─── Text excerpt

The role of leadership

But, what about supervision and jail leadership? Can’t they help stave off some of these problems? They certainly can, if they’re not part of the problem. One of the biggest stresses in correctional work is the rule-oriented environment in which we operate. Add to that a perceived lack of support for line staff by supervisors and managers and the problem can be greatly magnified. Many officers have said something to the effect of, “When I’m at work, I’m doing the same time as the inmates. The difference is, they often get treated better than I do.” With that outlook, is it likely an officer would reach out to his or her chain of command when they are suffering some type of crisis?

Many agencies have well-intended Employee Assistance Programs (EAP) or peer support programs. Often, however, such programs go underused because correctional staff do not believe that help in dealing with their work, life and family problems will be provided confidentially. We all know how rampant the jail rumor mill can be. Many officers simply don’t trust the notion that their issues won’t become fodder for locker or briefing room discussions.

So, what can be done? There are no easy answers, but a good start would be to truly prepare a recruit, or a new officer, for the realities of the psychological, emotional and even biological changes and challenges they will likely face. Most academy curriculums include a brief block of instruction on stress or stress reduction. But when compared to the number of training hours on subjects such as use of force, defensive tactics and the other high-liability aspects of correctional work, the amount of training or even discussion on the topic of emotional survival is woefully inadequate. The same can be said for annual in-service training hours. Correctional officer mortality studies have shown that for every officer killed in the line of duty, 10 will take their own lives. Yet, where do we put the most emphasis in training?

──────
─── Data supplied

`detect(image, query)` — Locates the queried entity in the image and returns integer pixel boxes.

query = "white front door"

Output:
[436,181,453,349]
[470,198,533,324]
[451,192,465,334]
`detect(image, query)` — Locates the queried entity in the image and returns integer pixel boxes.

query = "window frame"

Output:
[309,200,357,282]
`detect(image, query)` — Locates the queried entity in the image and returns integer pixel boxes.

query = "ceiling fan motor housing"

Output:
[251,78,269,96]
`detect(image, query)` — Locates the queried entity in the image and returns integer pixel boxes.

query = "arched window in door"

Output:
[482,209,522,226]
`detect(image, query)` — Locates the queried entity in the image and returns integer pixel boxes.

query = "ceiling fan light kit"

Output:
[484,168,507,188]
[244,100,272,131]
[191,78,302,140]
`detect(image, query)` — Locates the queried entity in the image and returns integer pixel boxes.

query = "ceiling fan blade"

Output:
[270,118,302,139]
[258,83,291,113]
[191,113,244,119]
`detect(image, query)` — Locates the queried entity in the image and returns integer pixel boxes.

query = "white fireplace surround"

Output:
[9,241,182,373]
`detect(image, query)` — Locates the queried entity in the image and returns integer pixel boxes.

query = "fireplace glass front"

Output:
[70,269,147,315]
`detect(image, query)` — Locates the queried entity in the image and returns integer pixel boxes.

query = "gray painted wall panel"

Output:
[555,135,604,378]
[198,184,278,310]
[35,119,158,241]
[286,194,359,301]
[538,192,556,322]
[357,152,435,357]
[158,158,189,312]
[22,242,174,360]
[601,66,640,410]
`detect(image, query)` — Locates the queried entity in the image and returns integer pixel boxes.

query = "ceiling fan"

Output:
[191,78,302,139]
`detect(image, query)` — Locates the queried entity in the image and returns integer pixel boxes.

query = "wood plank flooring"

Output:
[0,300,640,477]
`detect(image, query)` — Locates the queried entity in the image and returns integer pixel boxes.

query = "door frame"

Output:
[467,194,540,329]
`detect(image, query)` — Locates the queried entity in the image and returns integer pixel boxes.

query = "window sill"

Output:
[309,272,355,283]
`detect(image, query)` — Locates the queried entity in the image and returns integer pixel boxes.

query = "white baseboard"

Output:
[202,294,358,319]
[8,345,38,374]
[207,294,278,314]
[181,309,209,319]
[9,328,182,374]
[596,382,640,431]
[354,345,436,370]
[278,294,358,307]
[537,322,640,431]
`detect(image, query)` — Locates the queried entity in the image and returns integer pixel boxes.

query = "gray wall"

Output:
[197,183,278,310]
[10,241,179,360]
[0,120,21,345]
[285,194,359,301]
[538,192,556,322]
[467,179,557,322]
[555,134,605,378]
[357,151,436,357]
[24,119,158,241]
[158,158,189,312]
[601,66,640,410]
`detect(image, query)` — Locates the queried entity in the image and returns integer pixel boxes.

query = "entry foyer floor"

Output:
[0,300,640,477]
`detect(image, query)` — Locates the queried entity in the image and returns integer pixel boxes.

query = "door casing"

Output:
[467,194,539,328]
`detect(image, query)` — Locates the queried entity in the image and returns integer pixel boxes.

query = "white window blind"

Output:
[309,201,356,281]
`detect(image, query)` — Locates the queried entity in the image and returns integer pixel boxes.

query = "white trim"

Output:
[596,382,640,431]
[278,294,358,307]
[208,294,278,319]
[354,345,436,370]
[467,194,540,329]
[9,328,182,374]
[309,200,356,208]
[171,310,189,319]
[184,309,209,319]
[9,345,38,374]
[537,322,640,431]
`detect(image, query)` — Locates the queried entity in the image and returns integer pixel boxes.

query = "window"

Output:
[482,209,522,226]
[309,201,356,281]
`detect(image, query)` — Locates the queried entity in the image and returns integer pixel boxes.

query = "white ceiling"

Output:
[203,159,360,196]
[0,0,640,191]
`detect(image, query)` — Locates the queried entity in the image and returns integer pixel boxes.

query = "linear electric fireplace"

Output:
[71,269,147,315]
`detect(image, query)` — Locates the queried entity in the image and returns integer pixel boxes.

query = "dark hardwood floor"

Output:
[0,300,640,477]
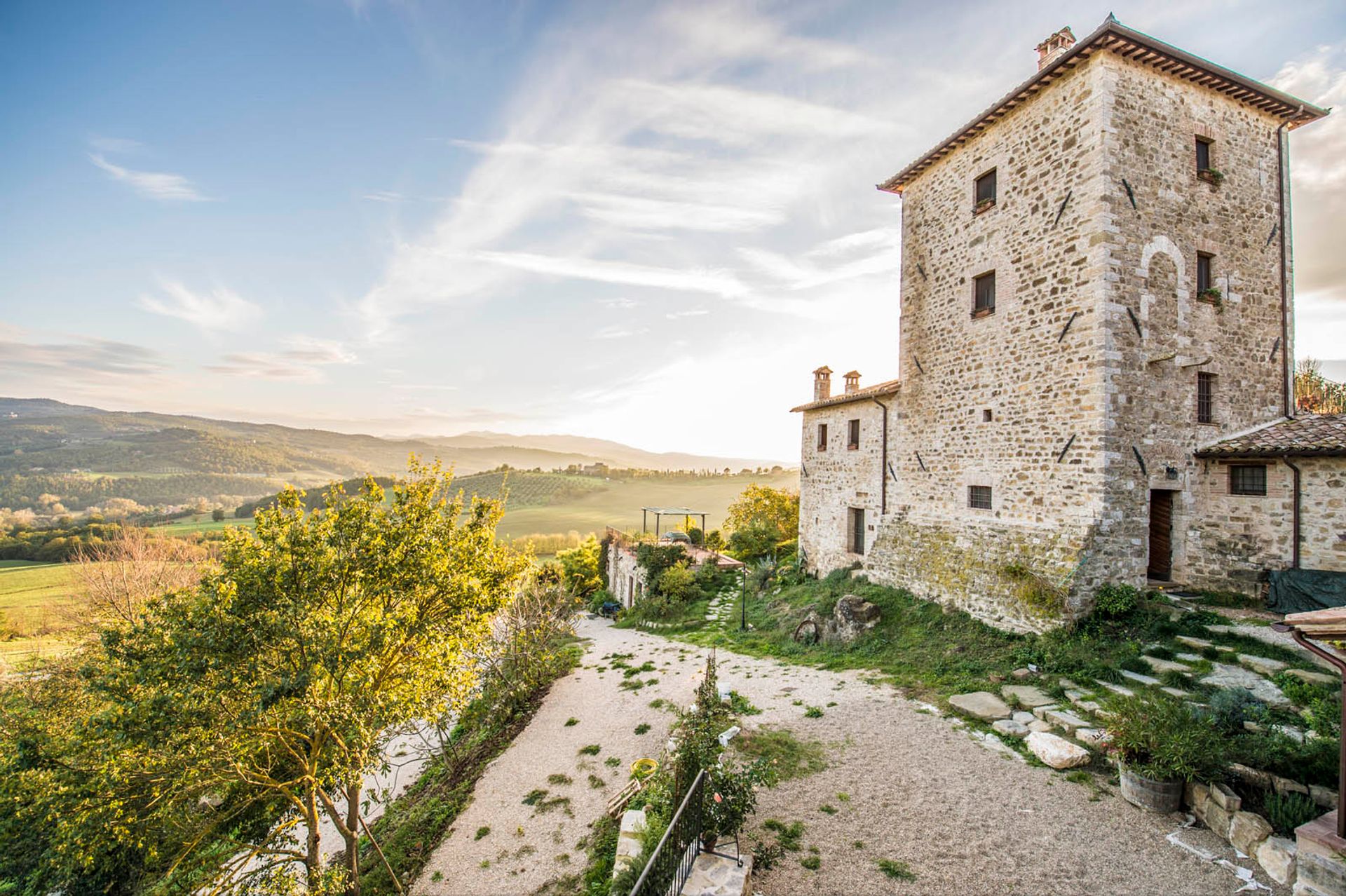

──────

**Tasks**.
a - Answer these questions about the passage on correctional officer stress:
(i) According to many officers, whose time are they doing while at work?
(ii) Why do Employee Assistance Programs and peer support programs often go underused?
(iii) How many officers take their own lives for every officer killed in the line of duty?
b - Retype everything from "Many agencies have" down to "briefing room discussions." in the passage on correctional officer stress.
c - Write what comes next in the passage on correctional officer stress, picking up after its final sentence.
The material is from a separate source, unrelated to the text.

**Results**.
a -
(i) The same time as the inmates.
(ii) Correctional staff do not believe that help with their work, life and family problems will be provided confidentially.
(iii) Ten.

b -
Many agencies have well-intended Employee Assistance Programs (EAP) or peer support programs. Often, however, such programs go underused because correctional staff do not believe that help in dealing with their work, life and family problems will be provided confidentially. We all know how rampant the jail rumor mill can be. Many officers simply don’t trust the notion that their issues won’t become fodder for locker or briefing room discussions.

c -
why we must Change the culture of corrections

Another helpful idea is to begin to change the culture of corrections. The “code of silence” and “never appear weak” mantra are some of the most detrimental notions placed in a new officer’s head. There has yet to be a super-human correctional officer who is not affected by what he or she sees and does on the job. Let’s stop expecting people to be super-human. Let’s put an end to a culture that revels in others’ frailties and faults and makes everything everyone’s business. It’s time to put an end to the band-aid approach toward dealing with correctional officer humanity, that is, dealing with something after the fact. In my experience, I’ve personally known more correctional officers who have killed themselves than inmates who have taken their own lives; this is profoundly sad.

Let’s wake up, support each other, and put meaningful and discreet methods in place for officers to seek help. When they do, let’s make sure that such courageous actions are revealed only to those who have a bonafide need to know about it. Let’s make sure the people who are supposed to help us understand what we do so they don’t have to be “schooled on the fly” by the officer/client.

But before all that, let’s be honest, like our fictional academy director, and admit to a crisis in our profession.

Mark Chamberlain served as the first chief deputy of corrections for the Garland County Sheriff’s Office in Hot Springs, Arkansas, from 2014 to 2016. Prior to his selection, Mark worked for the Palm Beach County Sheriff’s Office in West Palm Beach, Florida, for over 26 years, starting off as a corrections deputy and retiring as a captain/division commander. Mark holds a bachelor’s degree in Business Administration from Northwood University and a master’s degree in Public Administration from Barry University. He is a graduate of Class #10 of the Florida Department of Law Enforcement’s Senior Leadership Program and holds instructor certifications in Florida and Arkansas. Mark joined the Lexipol team as a training coordinator in August 2016. He currently serves as director of corrections content for Lexipol.